Consigne —
Présentez toutes les lignes des données ci-dessous sous forme de tableau Markdown à deux colonnes, « N° » pour le numéro de rangée et « Ligne » pour le texte, en omettant les lignes vides.

(Extraits de jeux de données annotés par boîtes)
--- --- ---
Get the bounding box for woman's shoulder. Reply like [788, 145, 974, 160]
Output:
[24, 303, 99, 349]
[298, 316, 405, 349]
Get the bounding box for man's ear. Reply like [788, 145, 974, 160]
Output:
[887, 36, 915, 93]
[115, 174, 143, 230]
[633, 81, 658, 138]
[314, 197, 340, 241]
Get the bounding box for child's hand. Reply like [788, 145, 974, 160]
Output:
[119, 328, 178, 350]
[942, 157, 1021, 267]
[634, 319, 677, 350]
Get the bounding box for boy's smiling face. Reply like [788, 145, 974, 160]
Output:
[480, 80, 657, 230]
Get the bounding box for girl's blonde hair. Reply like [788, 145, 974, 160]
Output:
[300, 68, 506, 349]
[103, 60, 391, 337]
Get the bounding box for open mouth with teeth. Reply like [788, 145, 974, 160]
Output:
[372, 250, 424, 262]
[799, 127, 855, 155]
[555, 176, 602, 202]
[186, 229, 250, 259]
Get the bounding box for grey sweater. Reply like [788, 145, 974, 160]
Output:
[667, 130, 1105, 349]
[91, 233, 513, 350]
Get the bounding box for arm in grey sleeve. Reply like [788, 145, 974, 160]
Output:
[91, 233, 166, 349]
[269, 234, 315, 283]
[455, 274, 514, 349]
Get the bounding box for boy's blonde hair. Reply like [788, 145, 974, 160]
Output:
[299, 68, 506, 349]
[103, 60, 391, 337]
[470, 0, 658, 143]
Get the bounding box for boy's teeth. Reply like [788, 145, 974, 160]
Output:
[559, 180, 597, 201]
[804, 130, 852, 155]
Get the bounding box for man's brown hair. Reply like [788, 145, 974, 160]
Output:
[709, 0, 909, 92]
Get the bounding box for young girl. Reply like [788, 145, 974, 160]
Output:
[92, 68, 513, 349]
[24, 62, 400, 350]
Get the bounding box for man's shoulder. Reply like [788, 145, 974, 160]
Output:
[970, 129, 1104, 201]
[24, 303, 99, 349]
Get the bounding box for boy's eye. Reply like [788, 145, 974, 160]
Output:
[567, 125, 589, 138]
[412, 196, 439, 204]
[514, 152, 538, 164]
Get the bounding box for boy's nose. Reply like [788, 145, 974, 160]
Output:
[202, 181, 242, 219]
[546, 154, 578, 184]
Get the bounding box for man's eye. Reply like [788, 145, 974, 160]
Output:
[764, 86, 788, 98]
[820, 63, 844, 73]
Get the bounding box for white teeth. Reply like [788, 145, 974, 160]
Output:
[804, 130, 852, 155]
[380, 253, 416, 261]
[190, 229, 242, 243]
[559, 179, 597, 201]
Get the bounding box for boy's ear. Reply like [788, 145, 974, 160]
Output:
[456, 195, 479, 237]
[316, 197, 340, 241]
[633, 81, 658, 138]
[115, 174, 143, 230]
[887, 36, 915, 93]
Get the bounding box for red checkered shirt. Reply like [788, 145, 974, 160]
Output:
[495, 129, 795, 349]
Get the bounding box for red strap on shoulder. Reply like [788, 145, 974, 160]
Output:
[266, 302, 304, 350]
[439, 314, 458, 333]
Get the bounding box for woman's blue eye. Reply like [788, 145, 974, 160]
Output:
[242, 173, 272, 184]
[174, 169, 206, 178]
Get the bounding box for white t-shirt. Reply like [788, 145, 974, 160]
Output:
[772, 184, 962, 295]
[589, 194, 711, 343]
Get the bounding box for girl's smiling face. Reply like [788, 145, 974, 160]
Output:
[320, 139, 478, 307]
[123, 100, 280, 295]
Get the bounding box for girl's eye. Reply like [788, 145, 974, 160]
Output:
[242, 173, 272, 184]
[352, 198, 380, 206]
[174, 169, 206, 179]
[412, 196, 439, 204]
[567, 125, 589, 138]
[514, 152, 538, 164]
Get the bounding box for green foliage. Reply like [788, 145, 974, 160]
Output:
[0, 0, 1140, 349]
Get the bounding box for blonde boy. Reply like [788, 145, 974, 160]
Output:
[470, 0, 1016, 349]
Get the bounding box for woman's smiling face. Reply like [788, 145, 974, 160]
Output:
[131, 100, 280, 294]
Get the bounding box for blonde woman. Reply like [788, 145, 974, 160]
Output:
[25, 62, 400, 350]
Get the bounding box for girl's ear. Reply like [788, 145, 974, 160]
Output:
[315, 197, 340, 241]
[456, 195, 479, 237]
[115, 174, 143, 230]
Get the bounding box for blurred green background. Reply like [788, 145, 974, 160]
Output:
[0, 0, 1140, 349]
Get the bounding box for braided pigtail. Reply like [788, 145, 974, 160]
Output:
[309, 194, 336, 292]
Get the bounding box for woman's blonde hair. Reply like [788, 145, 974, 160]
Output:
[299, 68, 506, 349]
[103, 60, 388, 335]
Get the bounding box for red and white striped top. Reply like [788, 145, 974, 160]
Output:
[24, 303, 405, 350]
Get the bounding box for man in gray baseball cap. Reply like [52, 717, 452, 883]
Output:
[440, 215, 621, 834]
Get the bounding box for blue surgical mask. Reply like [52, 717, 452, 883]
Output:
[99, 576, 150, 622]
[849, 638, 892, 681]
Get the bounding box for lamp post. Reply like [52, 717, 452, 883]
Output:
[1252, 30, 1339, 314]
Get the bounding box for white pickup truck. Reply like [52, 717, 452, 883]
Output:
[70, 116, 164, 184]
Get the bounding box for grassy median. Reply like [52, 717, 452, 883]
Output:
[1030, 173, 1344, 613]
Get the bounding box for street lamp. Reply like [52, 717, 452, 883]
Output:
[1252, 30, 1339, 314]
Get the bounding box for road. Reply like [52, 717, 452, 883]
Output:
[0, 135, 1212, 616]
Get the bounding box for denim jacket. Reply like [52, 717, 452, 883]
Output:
--- --- ---
Résultat —
| N° | Ligne |
|---|---|
| 1 | Get the bounding box for woman's shoulder. Reply like [788, 145, 974, 160] |
| 2 | Output: |
| 3 | [24, 303, 99, 349] |
| 4 | [298, 316, 405, 349] |
| 5 | Get the bounding box for man's ear. Reply like [788, 145, 974, 160] |
| 6 | Output: |
| 7 | [887, 36, 915, 93] |
| 8 | [115, 174, 143, 230] |
| 9 | [633, 81, 658, 138] |
| 10 | [314, 197, 340, 241] |
| 11 | Get the bounding box for child's hand. Reply like [788, 145, 974, 160] |
| 12 | Output: |
| 13 | [119, 328, 178, 350] |
| 14 | [942, 157, 1021, 267] |
| 15 | [634, 319, 677, 350] |
| 16 | Get the bounding box for boy's smiling face. Reply like [788, 145, 974, 160] |
| 17 | Output: |
| 18 | [480, 80, 657, 230] |
| 19 | Get the bounding box for girl's blonde hair. Reply like [788, 145, 974, 160] |
| 20 | Output: |
| 21 | [300, 68, 506, 349] |
| 22 | [103, 60, 391, 337] |
| 23 | Get the bounding box for open mouth with teeth. Reply like [788, 145, 974, 160] |
| 24 | Output: |
| 25 | [372, 250, 424, 262] |
| 26 | [799, 127, 855, 155] |
| 27 | [555, 176, 602, 202] |
| 28 | [186, 229, 250, 259] |
| 29 | Get the bounding box for grey sweater. Reply like [788, 145, 974, 160] |
| 30 | Output: |
| 31 | [667, 130, 1105, 349] |
| 32 | [91, 233, 513, 350] |
| 33 | Get the bounding box for arm in grey sleeve. Reply like [788, 145, 974, 160] |
| 34 | Output: |
| 35 | [91, 233, 166, 349] |
| 36 | [269, 234, 315, 283] |
| 37 | [455, 274, 514, 349] |
| 38 | Get the bounding box for boy's blonde hair. Reply like [788, 145, 974, 160] |
| 39 | Output: |
| 40 | [299, 68, 506, 349] |
| 41 | [103, 60, 391, 337] |
| 42 | [470, 0, 658, 143] |
| 43 | Get the bounding box for boy's teeth. Reply like [788, 145, 974, 160] |
| 44 | Output: |
| 45 | [559, 180, 597, 201] |
| 46 | [804, 130, 852, 155] |
| 47 | Get the bounding box for man's brown hair. Reply like [788, 145, 974, 160] |
| 48 | Output: |
| 49 | [709, 0, 909, 92] |
| 50 | Get the bounding box for young girl. Reply like [788, 145, 974, 160] |
| 51 | Output: |
| 52 | [92, 68, 513, 349] |
| 53 | [24, 62, 400, 350] |
| 54 | Get the bounding box for man's shoulder. Reply like [788, 145, 974, 160] |
| 55 | Output: |
| 56 | [970, 129, 1104, 201] |
| 57 | [24, 303, 99, 349] |
| 58 | Get the bounding box for boy's eye. Reply like [788, 145, 974, 160] |
| 59 | Output: |
| 60 | [567, 125, 589, 138] |
| 61 | [412, 196, 439, 204] |
| 62 | [514, 152, 538, 164] |
| 63 | Get the bounding box for boy's nose. Reply like [788, 145, 974, 160] |
| 64 | Output: |
| 65 | [202, 181, 242, 219] |
| 66 | [546, 154, 578, 184] |
| 67 | Get the bounding box for man's eye. Reply like [788, 145, 974, 160] |
| 68 | Output: |
| 69 | [764, 86, 788, 98] |
| 70 | [820, 63, 844, 73] |
| 71 | Get the bounding box for white teeth. Reply like [788, 145, 974, 160] |
| 72 | Output: |
| 73 | [804, 130, 852, 155] |
| 74 | [380, 253, 416, 261] |
| 75 | [190, 229, 242, 243] |
| 76 | [559, 179, 597, 201] |
| 77 | Get the bounding box for boy's ear. Reply like [788, 145, 974, 160] |
| 78 | Output: |
| 79 | [456, 195, 479, 237] |
| 80 | [316, 197, 340, 241] |
| 81 | [633, 81, 658, 138] |
| 82 | [115, 174, 143, 230] |
| 83 | [887, 36, 915, 93] |
| 84 | Get the bounding box for red checkered shirt. Reply like [788, 145, 974, 160] |
| 85 | Output: |
| 86 | [495, 129, 795, 349] |
| 87 | Get the bounding box for red strap on shoulder. Reply like [788, 145, 974, 160] |
| 88 | Output: |
| 89 | [266, 302, 304, 350] |
| 90 | [439, 314, 458, 333] |
| 91 | Get the bounding box for woman's blue eye. Reply like [788, 145, 974, 160] |
| 92 | Output: |
| 93 | [242, 173, 272, 184] |
| 94 | [174, 169, 206, 178] |
| 95 | Get the bounding box for white t-shirt. Reply like [788, 145, 974, 160] |
| 96 | Output: |
| 97 | [772, 184, 962, 295] |
| 98 | [589, 194, 711, 343] |
| 99 | Get the bounding box for girl's smiling face. Reply like [788, 145, 974, 160] |
| 100 | Output: |
| 101 | [320, 139, 478, 307] |
| 102 | [123, 100, 280, 295] |
| 103 | Get the bounding box for girl's eye. Reply like [788, 145, 974, 160] |
| 104 | Output: |
| 105 | [242, 173, 272, 184] |
| 106 | [352, 198, 380, 206] |
| 107 | [174, 169, 206, 179] |
| 108 | [412, 196, 439, 204] |
| 109 | [567, 125, 589, 138] |
| 110 | [514, 152, 538, 164] |
| 111 | Get the bounding box for green foliage. Reply like [788, 145, 974, 160] |
| 112 | Output: |
| 113 | [0, 0, 1140, 349] |
| 114 | Get the bounding box for blonde boy. Reply like [788, 145, 974, 160] |
| 115 | Output: |
| 116 | [470, 0, 1016, 349] |
| 117 | Get the bounding box for woman's smiling face. Reply like [788, 145, 974, 160] |
| 118 | Output: |
| 119 | [131, 100, 280, 294] |
| 120 | Get the bounding box for blonde woman. Reply like [788, 145, 974, 160] |
| 121 | Output: |
| 122 | [25, 62, 400, 350] |
| 123 | Get the bounding box for girl's ear. Reply like [788, 145, 974, 160] |
| 124 | Output: |
| 125 | [315, 197, 340, 241] |
| 126 | [456, 195, 479, 237] |
| 127 | [115, 174, 143, 230] |
| 128 | Get the bounding box for blurred green background. Reply like [788, 145, 974, 160] |
| 129 | Output: |
| 130 | [0, 0, 1140, 349] |
| 131 | Get the bounding box for braided pigtail. Reply like [788, 145, 974, 160] |
| 132 | Output: |
| 133 | [309, 194, 336, 292] |
| 134 | Get the bounding box for woman's blonde hair. Reply like [788, 145, 974, 160] |
| 135 | Output: |
| 136 | [299, 68, 506, 349] |
| 137 | [103, 60, 388, 335] |
| 138 | Get the bounding box for red and white striped top. Reply like [788, 145, 974, 160] |
| 139 | Output: |
| 140 | [24, 303, 405, 350] |
| 141 | Get the bounding box for man in gray baseball cap. Reply like [52, 717, 452, 883] |
| 142 | Output: |
| 143 | [440, 215, 621, 834] |
| 144 | Get the bounding box for blue surgical mask. Reply like [52, 717, 452, 883] |
| 145 | Output: |
| 146 | [99, 576, 150, 622] |
| 147 | [849, 638, 892, 681] |
| 148 | Get the bounding box for lamp post. Reply like [52, 717, 452, 883] |
| 149 | Output: |
| 150 | [1252, 30, 1339, 314] |
| 151 | Get the bounding box for white pickup truck. Reply like [52, 717, 452, 883] |
| 152 | Output: |
| 153 | [70, 116, 164, 184] |
| 154 | Get the bounding box for grassy median. Reply like [52, 717, 452, 883] |
| 155 | Output: |
| 156 | [1030, 173, 1344, 613] |
| 157 | Get the bounding box for street lamp. Reply like [52, 717, 452, 883] |
| 158 | Output: |
| 159 | [1252, 30, 1339, 314] |
| 160 | Get the bounding box for road. Reply like [52, 717, 452, 883] |
| 161 | Output: |
| 162 | [0, 135, 1212, 616] |
| 163 | Get the bounding box for denim jacket. Reply like [52, 717, 452, 883] |
| 164 | Output: |